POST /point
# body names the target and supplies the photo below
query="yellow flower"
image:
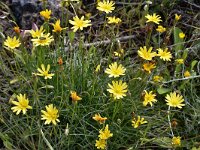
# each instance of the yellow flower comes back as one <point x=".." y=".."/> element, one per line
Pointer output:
<point x="98" y="68"/>
<point x="50" y="115"/>
<point x="177" y="17"/>
<point x="16" y="29"/>
<point x="153" y="18"/>
<point x="176" y="141"/>
<point x="75" y="97"/>
<point x="106" y="6"/>
<point x="12" y="42"/>
<point x="21" y="105"/>
<point x="149" y="66"/>
<point x="118" y="89"/>
<point x="114" y="70"/>
<point x="180" y="61"/>
<point x="43" y="40"/>
<point x="101" y="144"/>
<point x="100" y="119"/>
<point x="79" y="23"/>
<point x="137" y="122"/>
<point x="146" y="54"/>
<point x="174" y="100"/>
<point x="157" y="78"/>
<point x="164" y="54"/>
<point x="45" y="72"/>
<point x="37" y="33"/>
<point x="114" y="20"/>
<point x="57" y="27"/>
<point x="46" y="14"/>
<point x="105" y="134"/>
<point x="181" y="35"/>
<point x="161" y="29"/>
<point x="187" y="74"/>
<point x="149" y="98"/>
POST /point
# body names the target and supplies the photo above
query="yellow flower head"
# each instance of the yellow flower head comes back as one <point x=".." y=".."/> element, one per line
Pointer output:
<point x="43" y="40"/>
<point x="153" y="18"/>
<point x="101" y="144"/>
<point x="37" y="33"/>
<point x="114" y="70"/>
<point x="146" y="54"/>
<point x="180" y="61"/>
<point x="50" y="115"/>
<point x="57" y="27"/>
<point x="99" y="119"/>
<point x="16" y="29"/>
<point x="161" y="29"/>
<point x="114" y="20"/>
<point x="177" y="17"/>
<point x="174" y="100"/>
<point x="21" y="105"/>
<point x="105" y="134"/>
<point x="46" y="14"/>
<point x="12" y="42"/>
<point x="79" y="23"/>
<point x="157" y="78"/>
<point x="176" y="141"/>
<point x="181" y="35"/>
<point x="149" y="98"/>
<point x="118" y="89"/>
<point x="44" y="72"/>
<point x="75" y="97"/>
<point x="137" y="122"/>
<point x="149" y="66"/>
<point x="164" y="54"/>
<point x="106" y="6"/>
<point x="187" y="74"/>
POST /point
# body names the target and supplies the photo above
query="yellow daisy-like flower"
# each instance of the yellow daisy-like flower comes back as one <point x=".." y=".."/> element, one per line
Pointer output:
<point x="177" y="17"/>
<point x="105" y="134"/>
<point x="137" y="122"/>
<point x="37" y="33"/>
<point x="79" y="23"/>
<point x="114" y="70"/>
<point x="164" y="54"/>
<point x="174" y="100"/>
<point x="46" y="14"/>
<point x="12" y="42"/>
<point x="99" y="119"/>
<point x="114" y="20"/>
<point x="153" y="18"/>
<point x="106" y="6"/>
<point x="146" y="54"/>
<point x="176" y="141"/>
<point x="187" y="74"/>
<point x="75" y="98"/>
<point x="118" y="89"/>
<point x="45" y="72"/>
<point x="149" y="66"/>
<point x="21" y="105"/>
<point x="181" y="35"/>
<point x="43" y="40"/>
<point x="149" y="98"/>
<point x="50" y="115"/>
<point x="157" y="78"/>
<point x="57" y="27"/>
<point x="101" y="144"/>
<point x="161" y="29"/>
<point x="180" y="61"/>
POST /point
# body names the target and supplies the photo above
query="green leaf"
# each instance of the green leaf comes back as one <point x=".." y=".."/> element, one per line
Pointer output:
<point x="163" y="90"/>
<point x="178" y="41"/>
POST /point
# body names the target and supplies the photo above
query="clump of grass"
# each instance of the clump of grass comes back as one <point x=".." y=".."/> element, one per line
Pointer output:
<point x="73" y="92"/>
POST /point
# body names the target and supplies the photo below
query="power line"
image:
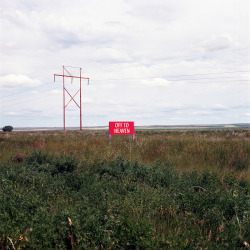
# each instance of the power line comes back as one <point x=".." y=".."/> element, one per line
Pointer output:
<point x="215" y="73"/>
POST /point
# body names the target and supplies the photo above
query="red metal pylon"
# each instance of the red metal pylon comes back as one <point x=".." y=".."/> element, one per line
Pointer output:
<point x="72" y="97"/>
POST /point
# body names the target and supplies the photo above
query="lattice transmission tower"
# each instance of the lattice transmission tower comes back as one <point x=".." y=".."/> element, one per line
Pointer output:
<point x="66" y="91"/>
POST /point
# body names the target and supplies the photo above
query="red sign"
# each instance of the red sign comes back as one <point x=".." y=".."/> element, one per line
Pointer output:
<point x="121" y="128"/>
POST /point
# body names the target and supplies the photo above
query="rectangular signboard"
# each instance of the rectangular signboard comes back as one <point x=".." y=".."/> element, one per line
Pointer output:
<point x="121" y="128"/>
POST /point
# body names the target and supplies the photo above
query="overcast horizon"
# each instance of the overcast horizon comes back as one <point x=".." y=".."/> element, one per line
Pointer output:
<point x="154" y="62"/>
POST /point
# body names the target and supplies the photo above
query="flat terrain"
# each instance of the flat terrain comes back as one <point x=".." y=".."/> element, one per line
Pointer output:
<point x="169" y="189"/>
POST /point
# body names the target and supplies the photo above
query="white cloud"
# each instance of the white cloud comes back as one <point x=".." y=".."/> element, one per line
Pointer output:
<point x="13" y="81"/>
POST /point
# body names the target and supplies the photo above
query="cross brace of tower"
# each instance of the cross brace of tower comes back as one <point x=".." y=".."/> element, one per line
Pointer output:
<point x="65" y="91"/>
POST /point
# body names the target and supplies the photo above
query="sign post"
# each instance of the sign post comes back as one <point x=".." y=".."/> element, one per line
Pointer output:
<point x="121" y="128"/>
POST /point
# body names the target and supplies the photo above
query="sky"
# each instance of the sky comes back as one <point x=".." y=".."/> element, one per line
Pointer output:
<point x="154" y="62"/>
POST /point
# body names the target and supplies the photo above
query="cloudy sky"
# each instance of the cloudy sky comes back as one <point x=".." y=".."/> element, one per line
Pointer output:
<point x="154" y="62"/>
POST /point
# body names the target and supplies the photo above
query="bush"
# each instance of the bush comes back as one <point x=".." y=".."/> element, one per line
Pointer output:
<point x="7" y="128"/>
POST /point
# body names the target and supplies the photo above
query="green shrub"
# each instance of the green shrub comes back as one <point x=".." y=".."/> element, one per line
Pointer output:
<point x="7" y="128"/>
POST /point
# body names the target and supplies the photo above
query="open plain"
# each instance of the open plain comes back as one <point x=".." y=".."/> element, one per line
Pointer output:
<point x="169" y="189"/>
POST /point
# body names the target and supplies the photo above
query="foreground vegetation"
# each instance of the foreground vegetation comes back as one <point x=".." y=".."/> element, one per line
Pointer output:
<point x="167" y="190"/>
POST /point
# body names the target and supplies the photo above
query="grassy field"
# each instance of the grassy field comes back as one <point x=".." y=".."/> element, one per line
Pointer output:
<point x="185" y="189"/>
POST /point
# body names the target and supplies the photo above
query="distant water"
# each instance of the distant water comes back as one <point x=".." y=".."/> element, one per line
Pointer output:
<point x="158" y="127"/>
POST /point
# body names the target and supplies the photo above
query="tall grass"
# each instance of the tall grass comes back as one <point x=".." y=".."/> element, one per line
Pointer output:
<point x="215" y="150"/>
<point x="51" y="202"/>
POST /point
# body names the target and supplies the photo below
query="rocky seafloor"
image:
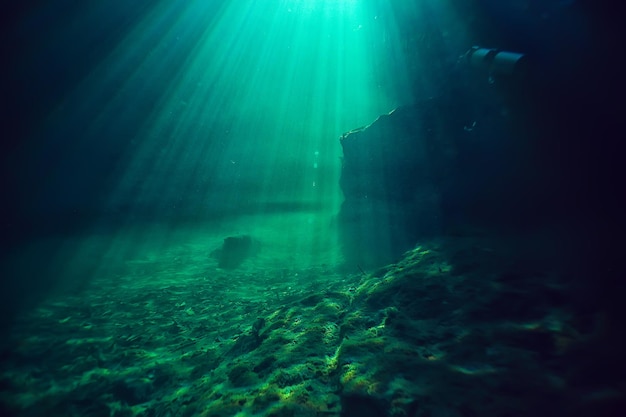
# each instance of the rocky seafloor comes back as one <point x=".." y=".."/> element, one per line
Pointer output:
<point x="456" y="328"/>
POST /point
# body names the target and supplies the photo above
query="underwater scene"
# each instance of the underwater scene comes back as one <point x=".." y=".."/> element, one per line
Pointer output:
<point x="307" y="208"/>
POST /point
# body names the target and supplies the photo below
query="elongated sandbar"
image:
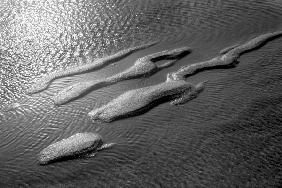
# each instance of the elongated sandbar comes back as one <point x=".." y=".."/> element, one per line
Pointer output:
<point x="80" y="144"/>
<point x="143" y="67"/>
<point x="137" y="101"/>
<point x="44" y="82"/>
<point x="227" y="57"/>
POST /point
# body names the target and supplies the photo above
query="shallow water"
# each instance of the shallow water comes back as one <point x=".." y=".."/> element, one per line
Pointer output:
<point x="227" y="137"/>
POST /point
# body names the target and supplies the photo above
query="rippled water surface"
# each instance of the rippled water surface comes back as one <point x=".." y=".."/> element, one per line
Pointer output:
<point x="230" y="136"/>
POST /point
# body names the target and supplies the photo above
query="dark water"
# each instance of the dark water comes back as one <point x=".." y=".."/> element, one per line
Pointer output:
<point x="230" y="136"/>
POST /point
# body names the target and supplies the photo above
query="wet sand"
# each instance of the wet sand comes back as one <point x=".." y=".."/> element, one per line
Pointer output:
<point x="229" y="136"/>
<point x="138" y="101"/>
<point x="143" y="67"/>
<point x="44" y="82"/>
<point x="74" y="146"/>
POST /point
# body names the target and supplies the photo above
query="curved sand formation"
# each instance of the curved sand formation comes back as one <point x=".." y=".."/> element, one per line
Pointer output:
<point x="144" y="66"/>
<point x="80" y="144"/>
<point x="228" y="56"/>
<point x="44" y="82"/>
<point x="137" y="101"/>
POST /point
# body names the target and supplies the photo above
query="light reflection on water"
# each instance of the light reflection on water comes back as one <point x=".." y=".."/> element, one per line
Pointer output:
<point x="159" y="147"/>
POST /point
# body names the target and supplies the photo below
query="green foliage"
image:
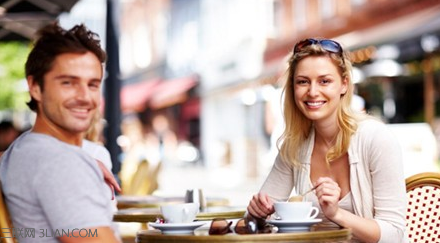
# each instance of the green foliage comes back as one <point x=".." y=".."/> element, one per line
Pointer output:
<point x="13" y="95"/>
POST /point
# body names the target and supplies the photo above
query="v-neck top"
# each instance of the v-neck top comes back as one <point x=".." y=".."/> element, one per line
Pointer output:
<point x="344" y="203"/>
<point x="377" y="182"/>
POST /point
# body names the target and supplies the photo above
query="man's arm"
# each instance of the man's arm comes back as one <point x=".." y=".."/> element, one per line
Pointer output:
<point x="97" y="235"/>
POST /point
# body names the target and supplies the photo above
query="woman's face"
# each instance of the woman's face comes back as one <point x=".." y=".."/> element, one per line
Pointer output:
<point x="318" y="86"/>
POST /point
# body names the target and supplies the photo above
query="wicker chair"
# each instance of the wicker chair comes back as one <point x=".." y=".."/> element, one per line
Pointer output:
<point x="6" y="235"/>
<point x="423" y="211"/>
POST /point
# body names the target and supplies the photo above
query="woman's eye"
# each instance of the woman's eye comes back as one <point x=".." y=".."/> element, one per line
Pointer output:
<point x="94" y="85"/>
<point x="66" y="82"/>
<point x="300" y="81"/>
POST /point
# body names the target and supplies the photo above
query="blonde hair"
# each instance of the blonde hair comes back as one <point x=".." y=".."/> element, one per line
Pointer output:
<point x="298" y="127"/>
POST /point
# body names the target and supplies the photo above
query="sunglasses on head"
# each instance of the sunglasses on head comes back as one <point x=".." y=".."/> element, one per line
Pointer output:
<point x="220" y="226"/>
<point x="328" y="45"/>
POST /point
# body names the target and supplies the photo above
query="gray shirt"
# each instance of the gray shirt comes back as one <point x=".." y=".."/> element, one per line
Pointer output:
<point x="53" y="188"/>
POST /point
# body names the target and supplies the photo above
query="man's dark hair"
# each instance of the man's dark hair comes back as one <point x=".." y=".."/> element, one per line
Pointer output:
<point x="52" y="41"/>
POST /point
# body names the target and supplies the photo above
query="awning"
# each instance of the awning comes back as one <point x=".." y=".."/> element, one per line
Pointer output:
<point x="134" y="97"/>
<point x="406" y="27"/>
<point x="171" y="92"/>
<point x="20" y="19"/>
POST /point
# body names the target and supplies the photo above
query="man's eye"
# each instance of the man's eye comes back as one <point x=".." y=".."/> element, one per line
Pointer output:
<point x="94" y="85"/>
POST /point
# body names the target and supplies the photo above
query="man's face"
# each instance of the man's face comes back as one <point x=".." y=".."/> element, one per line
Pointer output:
<point x="71" y="94"/>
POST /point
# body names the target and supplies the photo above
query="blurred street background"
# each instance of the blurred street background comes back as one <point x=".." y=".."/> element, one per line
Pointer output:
<point x="192" y="93"/>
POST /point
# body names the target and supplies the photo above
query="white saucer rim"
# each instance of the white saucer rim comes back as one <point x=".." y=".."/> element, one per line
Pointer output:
<point x="306" y="221"/>
<point x="176" y="226"/>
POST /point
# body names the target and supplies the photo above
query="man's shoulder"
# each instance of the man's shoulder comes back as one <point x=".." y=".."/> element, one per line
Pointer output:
<point x="44" y="149"/>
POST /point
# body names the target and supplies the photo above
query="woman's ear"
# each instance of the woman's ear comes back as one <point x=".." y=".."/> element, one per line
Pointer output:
<point x="34" y="88"/>
<point x="344" y="87"/>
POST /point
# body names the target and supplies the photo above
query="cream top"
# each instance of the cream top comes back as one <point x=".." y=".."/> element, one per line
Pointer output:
<point x="377" y="180"/>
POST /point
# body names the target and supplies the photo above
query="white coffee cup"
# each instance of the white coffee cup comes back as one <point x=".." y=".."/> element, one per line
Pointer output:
<point x="296" y="210"/>
<point x="179" y="213"/>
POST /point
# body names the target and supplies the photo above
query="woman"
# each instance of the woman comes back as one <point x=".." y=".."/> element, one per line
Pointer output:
<point x="352" y="158"/>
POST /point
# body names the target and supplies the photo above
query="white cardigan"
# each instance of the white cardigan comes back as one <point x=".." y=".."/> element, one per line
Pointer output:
<point x="377" y="180"/>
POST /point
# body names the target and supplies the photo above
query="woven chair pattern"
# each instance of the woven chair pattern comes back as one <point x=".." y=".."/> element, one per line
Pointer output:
<point x="423" y="211"/>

Goal: Select every line in the listing above that contains the word "foreground", treating uppercase and lowercase as different.

Finished answer:
query="foreground vegetation"
# each instance of the foreground vegetation comes back as one <point x=".." y=".."/> element, one per line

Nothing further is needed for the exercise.